▶ The task:
Report every line in the rows that contains the word "white", copying each such line in full.

(Annotated coordinate records)
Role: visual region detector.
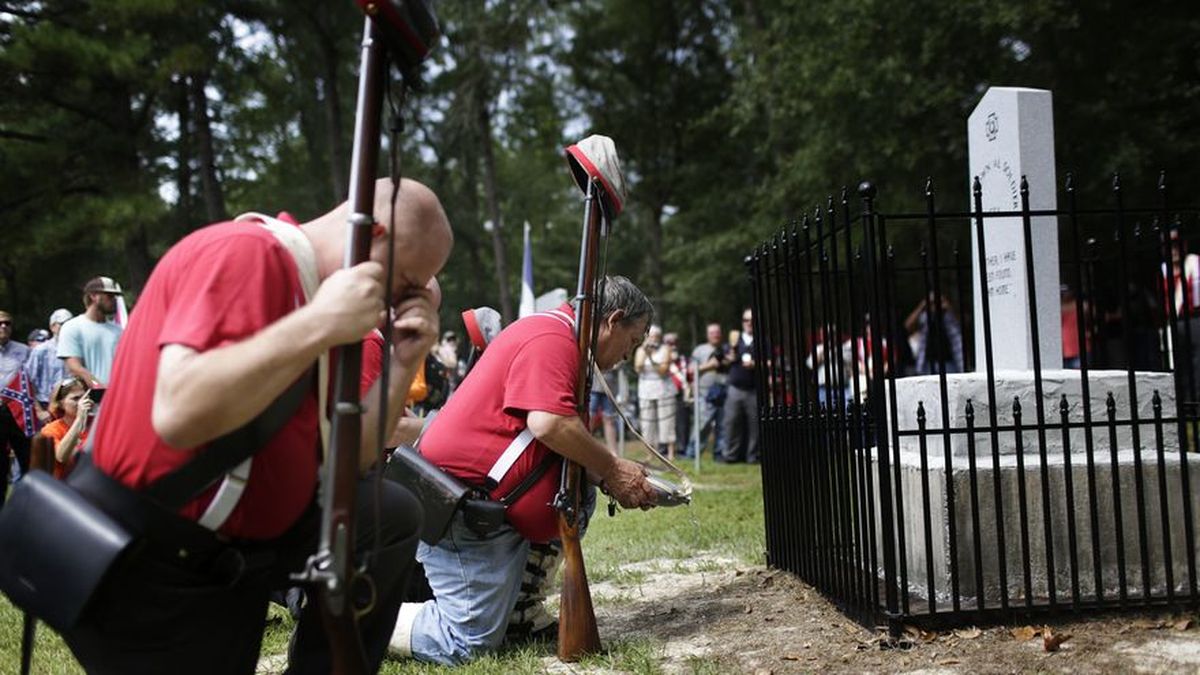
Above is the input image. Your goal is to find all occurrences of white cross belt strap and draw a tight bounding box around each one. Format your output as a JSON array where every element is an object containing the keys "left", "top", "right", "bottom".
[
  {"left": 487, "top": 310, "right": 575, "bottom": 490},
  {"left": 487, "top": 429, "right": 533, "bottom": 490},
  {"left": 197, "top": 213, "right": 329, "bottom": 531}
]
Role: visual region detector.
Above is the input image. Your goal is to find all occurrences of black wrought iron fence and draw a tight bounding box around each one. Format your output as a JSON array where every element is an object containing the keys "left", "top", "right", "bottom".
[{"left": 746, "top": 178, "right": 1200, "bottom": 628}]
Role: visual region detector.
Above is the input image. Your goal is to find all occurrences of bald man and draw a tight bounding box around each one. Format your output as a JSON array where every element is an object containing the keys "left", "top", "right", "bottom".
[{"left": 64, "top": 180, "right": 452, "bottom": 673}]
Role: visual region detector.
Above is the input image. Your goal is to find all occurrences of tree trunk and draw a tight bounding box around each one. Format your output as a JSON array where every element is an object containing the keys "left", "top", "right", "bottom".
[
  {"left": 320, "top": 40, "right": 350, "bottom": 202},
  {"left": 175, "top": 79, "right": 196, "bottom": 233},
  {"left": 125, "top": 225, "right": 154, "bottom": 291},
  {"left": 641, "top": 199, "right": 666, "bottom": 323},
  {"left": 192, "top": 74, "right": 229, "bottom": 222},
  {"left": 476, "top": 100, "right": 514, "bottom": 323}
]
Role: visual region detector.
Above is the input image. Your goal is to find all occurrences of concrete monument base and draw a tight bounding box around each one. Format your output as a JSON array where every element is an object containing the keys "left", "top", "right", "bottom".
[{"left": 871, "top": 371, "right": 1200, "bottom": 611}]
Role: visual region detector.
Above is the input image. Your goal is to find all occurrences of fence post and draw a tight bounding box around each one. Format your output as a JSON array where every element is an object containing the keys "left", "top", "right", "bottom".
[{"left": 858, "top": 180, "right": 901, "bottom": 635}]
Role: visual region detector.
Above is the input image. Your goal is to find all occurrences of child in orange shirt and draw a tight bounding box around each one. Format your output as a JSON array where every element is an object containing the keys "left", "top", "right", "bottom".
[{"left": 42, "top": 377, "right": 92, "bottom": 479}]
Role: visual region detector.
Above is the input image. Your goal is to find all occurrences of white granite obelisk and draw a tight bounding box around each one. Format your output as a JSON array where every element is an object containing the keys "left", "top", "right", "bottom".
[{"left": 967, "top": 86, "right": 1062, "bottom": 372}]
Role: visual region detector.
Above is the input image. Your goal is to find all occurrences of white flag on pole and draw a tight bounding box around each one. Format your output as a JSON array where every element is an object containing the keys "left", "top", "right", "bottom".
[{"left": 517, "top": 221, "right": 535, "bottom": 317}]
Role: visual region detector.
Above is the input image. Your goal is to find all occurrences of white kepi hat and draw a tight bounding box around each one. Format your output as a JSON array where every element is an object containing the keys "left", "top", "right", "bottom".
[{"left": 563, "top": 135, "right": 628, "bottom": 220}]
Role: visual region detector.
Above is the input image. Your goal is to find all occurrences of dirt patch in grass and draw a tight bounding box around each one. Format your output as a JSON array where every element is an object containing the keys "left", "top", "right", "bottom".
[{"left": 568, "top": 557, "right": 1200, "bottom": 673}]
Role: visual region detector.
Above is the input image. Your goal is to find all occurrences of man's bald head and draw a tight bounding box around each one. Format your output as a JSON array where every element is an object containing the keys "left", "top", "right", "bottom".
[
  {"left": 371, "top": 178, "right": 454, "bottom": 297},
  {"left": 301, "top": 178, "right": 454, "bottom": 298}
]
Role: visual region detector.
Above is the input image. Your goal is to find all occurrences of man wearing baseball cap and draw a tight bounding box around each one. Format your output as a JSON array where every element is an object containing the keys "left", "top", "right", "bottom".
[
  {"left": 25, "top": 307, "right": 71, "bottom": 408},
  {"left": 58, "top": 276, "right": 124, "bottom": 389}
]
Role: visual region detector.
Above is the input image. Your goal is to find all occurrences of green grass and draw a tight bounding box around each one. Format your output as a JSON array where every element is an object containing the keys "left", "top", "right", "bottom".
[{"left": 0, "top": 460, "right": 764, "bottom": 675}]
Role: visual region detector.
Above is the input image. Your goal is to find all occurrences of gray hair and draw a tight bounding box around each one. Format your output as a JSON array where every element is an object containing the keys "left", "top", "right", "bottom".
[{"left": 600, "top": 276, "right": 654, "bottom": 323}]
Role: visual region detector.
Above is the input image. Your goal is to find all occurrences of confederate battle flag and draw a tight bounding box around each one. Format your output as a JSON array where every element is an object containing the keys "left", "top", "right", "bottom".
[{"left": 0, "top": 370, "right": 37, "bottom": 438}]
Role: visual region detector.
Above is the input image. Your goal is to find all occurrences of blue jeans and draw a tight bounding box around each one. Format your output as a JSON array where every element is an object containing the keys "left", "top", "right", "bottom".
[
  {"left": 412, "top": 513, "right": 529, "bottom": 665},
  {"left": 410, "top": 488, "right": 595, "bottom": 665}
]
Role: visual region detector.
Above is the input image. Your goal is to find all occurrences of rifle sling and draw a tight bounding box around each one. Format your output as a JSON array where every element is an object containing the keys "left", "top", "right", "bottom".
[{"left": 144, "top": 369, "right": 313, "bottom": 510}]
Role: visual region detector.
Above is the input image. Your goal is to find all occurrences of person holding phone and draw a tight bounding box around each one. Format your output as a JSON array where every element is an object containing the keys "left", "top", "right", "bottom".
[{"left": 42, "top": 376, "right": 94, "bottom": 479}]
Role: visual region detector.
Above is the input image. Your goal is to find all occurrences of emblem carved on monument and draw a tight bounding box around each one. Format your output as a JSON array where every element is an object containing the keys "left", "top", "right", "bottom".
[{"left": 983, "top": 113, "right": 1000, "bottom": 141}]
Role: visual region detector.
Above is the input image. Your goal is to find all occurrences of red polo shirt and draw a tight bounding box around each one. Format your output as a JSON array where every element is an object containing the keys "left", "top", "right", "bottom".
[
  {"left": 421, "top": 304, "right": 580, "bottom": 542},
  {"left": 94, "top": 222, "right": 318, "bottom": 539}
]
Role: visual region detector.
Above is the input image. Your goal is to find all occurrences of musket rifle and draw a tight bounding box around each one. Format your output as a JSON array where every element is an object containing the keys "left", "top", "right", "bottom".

▶ Result of the task:
Above is the input image. Your goal is to find all occurrences of white cross belt strap and draw a tight bounding box around each one. Format your output as a JSON array where every element is an object containing the keys "left", "top", "right", "bottom".
Above is the input image. Your goal is to find all occurrences of white granite obelisk and draw a tight bounding box around each one. Format your output as a JSON array where every element is an object containing the keys "left", "top", "right", "bottom".
Above is the input image. Your goal is to find all occurrences of white flag on pole and draw a tight bounding box around each one. Format your output as a JSON array where every element is an object containing the keys "left", "top", "right", "bottom".
Above is the input image. Your goal is to find all occurrences of white kepi hat and draw a tight bounding box around each one. Format your output as a JSON array where every element is an object containing the keys "left", "top", "right", "bottom".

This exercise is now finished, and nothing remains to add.